The technique of model merging combines separate models into a single, more capable model without further training, but it requires expertise and manual effort. Researchers automated the process.
What's new: Takuya Akiba and colleagues at Sakana, a research lab based in Tokyo, devised an automated method for merging models. It combines models trained for general tasks to produce models that perform well at the intersection of those tasks.
Key insight: Researchers have demonstrated various approaches to model merging. Earlier work showed that vision models of the same architecture can be combined with good results simply by averaging their corresponding weights, although subsequent studies revealed limitations in this approach. (When models have different architectures, averaging weights can combine parts they have in common.) An alternative is to stack layers drawn from different models. These methods can be varied and integrated to offer a wide variety of possible model combinations. An automated process that tries various combinations at random, finds the best performers among the resulting models, and recombines them at random can discover the high-performance combinations of these approaches without relying on intuition and experience.
How it works: The authors aimed to build a large language model that would solve problems in Japanese. They used the algorithm known as Covariance Matrix Adaptation Evolution Strategy (CMA-ES) to merge the Japanese-language LLM Shisa-Gamma and two math-specific, English-language LLMs: Abel and WizardMath. All three models were fine-tuned from Mistral 7B, which was pretrained on text from the web.
- The authors produced dozens of 10 billion-parameter models by merging the three initial ones. They merged the models by (i) combining weights of two or more layers from each model according to TIES-Merging and DARE and (ii) stacking either the combined layers or the original ones.

** Data for analysis **
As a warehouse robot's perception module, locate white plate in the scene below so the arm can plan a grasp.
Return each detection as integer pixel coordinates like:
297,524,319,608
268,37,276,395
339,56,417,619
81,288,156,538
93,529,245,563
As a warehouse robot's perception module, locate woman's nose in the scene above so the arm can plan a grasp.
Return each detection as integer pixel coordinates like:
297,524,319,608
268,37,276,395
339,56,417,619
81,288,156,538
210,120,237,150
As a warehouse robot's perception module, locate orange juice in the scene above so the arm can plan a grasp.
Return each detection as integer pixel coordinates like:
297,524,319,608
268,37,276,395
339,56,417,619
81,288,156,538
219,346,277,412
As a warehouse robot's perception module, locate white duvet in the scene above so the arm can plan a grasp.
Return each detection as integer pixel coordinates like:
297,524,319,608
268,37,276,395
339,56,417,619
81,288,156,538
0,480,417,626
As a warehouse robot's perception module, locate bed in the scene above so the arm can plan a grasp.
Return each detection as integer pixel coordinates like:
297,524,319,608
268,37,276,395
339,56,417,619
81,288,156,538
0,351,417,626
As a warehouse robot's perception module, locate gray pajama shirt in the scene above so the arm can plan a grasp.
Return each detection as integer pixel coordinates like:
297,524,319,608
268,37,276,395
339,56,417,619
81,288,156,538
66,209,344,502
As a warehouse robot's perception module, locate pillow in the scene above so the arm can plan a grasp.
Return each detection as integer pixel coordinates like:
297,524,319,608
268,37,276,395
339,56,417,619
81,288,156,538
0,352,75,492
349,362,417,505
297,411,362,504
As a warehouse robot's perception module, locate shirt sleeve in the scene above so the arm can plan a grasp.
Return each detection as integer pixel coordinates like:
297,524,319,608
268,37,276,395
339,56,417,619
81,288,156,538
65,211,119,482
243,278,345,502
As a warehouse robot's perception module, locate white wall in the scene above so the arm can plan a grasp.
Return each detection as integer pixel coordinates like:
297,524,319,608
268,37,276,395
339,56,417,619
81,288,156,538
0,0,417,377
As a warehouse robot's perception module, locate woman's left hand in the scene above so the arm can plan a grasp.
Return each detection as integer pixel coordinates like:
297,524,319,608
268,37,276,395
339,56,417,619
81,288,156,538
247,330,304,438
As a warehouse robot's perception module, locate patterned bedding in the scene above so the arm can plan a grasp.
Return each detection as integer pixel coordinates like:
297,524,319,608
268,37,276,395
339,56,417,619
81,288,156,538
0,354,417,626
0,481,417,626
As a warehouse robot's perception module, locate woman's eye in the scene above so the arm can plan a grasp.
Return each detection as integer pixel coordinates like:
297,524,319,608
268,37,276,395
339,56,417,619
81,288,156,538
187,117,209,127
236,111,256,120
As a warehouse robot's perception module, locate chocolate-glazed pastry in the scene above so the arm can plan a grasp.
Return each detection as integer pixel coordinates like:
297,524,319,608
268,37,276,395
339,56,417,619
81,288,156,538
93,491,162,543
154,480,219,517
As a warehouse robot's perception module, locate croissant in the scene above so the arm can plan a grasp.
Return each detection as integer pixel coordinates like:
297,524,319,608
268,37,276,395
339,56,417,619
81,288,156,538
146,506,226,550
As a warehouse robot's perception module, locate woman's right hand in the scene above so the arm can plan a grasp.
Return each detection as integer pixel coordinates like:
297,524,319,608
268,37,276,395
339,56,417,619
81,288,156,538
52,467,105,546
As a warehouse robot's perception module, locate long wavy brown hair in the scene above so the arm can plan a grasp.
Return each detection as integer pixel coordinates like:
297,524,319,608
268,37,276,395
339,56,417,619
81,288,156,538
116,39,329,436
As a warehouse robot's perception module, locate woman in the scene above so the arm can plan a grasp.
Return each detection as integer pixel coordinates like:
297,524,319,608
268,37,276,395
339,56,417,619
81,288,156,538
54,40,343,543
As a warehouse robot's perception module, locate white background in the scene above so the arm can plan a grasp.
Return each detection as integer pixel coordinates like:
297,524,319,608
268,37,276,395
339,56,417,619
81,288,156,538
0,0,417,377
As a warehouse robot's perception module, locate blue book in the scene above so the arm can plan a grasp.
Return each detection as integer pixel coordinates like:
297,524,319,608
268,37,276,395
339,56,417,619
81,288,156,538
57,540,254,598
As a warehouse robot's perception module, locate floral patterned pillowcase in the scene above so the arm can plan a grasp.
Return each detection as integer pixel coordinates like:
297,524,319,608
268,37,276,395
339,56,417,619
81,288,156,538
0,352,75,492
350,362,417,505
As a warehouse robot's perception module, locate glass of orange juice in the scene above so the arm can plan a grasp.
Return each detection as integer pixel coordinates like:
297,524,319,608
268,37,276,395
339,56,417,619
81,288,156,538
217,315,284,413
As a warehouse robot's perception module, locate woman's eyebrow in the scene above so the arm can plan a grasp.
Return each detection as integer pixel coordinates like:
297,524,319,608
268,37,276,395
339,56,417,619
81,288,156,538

** What to produce **
Proceed with the text on automated model merging, starting after its last sentence. These rows have no connection to the text about automated model merging.

** Exercise output **
- They evaluated the merged models on 1,069 examples translated into Japanese from GSM8k, which contains grade-school word problems.
- They saved the models that performed best and repeated the process more than 100 times, merging the saved models and measuring their performance. The final model was the one with the highest accuracy on the translated GSM8k examples.
Results: The authors evaluated their model on the Japanese subset of Multilingual Grade School Math (MGSM). The merged model achieved 55.2 percent accuracy. Among the source models, Abel achieved 30.0 percent accuracy, WizardMath 18.4 percent accuracy, and Shisa Gamma 9.6 percent accuracy. The merged model’s performance fell between that of GPT-3.5 (50.4 percent accuracy) and GPT-4 (78.8 percent accuracy), which presumably are an order of magnitude larger.
Why it matters: Combining existing models offers a way to take advantage of their strengths without further training. It can be especially valuable in building models at the intersection between tasks, such as understanding Japanese language and solving math problems.
We're thinking: In addition to building new models, how can we make best use of the ones we already have? Merging them may be an efficient option.